§ **Article**:
━━━━━━━━━━━━━━━━━━━━━━━━━━━━━━

NHL: Boston Bruins at New York Rangers
Danny Wild-USA TODAY Sports

According to the latest odds, the Panthers (much like the Hurricanes) will open this series as the favorites. This shouldn’t come as a shock, considering the Rangers opened the season outside of the top five by most oddsmakers.

While the lack of respect is bound to continue should the Rangers get to the Stanley Cup Final, Florida’s run in 2022-23 is weighing in their favor. Although they fell in five games to the Vegas Golden Knights, the experience they garnered is invaluable.

“They’ve picked up some good confidence and experience in the last year and a half,” Laviolette noted. “There’s lots of things that they do well. They’ve got a group that’s been there and done that. Confidence goes with that too. They’re big, strong, and physical. Carolina’s a lot like that as well. They played a fast, physical, aggressive game. They’re a little different in the way they play the game, but there are some similarities.”

One area that stands out is that the Panthers actually averaged more shots on goal per game than the Hurricanes (33.7 to 33.3) during the regular season. This was certainly a challenge for the Blueshirts against the Hurricanes, and an area they’ll need to manage better.

However, the physicality between the two teams is vastly different as Florida led the NHL in hits with 2,339. That’s an average of 28.23 hits per game to Carolina’s meager 16.69, which was dead last. It’s also noteworthy to mention that the Rangers are physical themselves, averaging 23.89 hits per game.

Of course, increased physicality comes with a price not just for the opposition absorbing the hits. Florida was the most penalized team at 1,116 minutes for the 2023-24 campaign. They led the League in misconducts at 23, and averaged 5.01 penalties per game. In contrast, the Rangers only took 3.64 penalties per contest.

━━━━━━━━━━━━━━━━━━━━━━━━━━━━━━

§ **Dataset records**:
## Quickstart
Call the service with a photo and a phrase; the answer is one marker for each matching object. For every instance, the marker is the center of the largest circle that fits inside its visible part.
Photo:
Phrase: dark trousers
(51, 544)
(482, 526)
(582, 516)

━━━━━━━━━━━━━━━━━━━━━━━━━━━━━━

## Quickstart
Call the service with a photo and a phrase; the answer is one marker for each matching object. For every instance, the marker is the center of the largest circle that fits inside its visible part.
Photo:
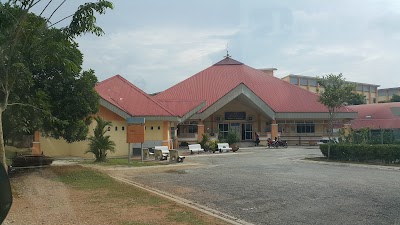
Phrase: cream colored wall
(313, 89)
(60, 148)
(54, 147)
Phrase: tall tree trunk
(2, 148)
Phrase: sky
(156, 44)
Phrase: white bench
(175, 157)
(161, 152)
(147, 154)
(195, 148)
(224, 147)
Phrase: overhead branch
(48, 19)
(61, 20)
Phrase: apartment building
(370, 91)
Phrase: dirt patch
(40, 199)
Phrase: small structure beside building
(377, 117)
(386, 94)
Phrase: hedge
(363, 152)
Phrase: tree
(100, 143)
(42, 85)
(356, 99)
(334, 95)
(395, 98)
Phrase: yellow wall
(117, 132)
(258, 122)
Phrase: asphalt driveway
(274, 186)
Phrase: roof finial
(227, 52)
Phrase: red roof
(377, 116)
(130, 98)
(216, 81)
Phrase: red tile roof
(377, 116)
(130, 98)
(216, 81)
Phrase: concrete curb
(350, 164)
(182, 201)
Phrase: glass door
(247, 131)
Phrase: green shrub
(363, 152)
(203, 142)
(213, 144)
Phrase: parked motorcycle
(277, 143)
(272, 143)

━━━━━━━━━━━━━━━━━━━━━━━━━━━━━━

§ **Stated exercise**: Copy out the whole hockey article word for word. The items have nothing to do with the hockey article.

§ **Reply**:
NHL: Boston Bruins at New York Rangers
Danny Wild-USA TODAY Sports

According to the latest odds, the Panthers (much like the Hurricanes) will open this series as the favorites. This shouldn’t come as a shock, considering the Rangers opened the season outside of the top five by most oddsmakers.

While the lack of respect is bound to continue should the Rangers get to the Stanley Cup Final, Florida’s run in 2022-23 is weighing in their favor. Although they fell in five games to the Vegas Golden Knights, the experience they garnered is invaluable.

“They’ve picked up some good confidence and experience in the last year and a half,” Laviolette noted. “There’s lots of things that they do well. They’ve got a group that’s been there and done that. Confidence goes with that too. They’re big, strong, and physical. Carolina’s a lot like that as well. They played a fast, physical, aggressive game. They’re a little different in the way they play the game, but there are some similarities.”

One area that stands out is that the Panthers actually averaged more shots on goal per game than the Hurricanes (33.7 to 33.3) during the regular season. This was certainly a challenge for the Blueshirts against the Hurricanes, and an area they’ll need to manage better.

However, the physicality between the two teams is vastly different as Florida led the NHL in hits with 2,339. That’s an average of 28.23 hits per game to Carolina’s meager 16.69, which was dead last. It’s also noteworthy to mention that the Rangers are physical themselves, averaging 23.89 hits per game.

Of course, increased physicality comes with a price not just for the opposition absorbing the hits. Florida was the most penalized team at 1,116 minutes for the 2023-24 campaign. They led the League in misconducts at 23, and averaged 5.01 penalties per game. In contrast, the Rangers only took 3.64 penalties per contest.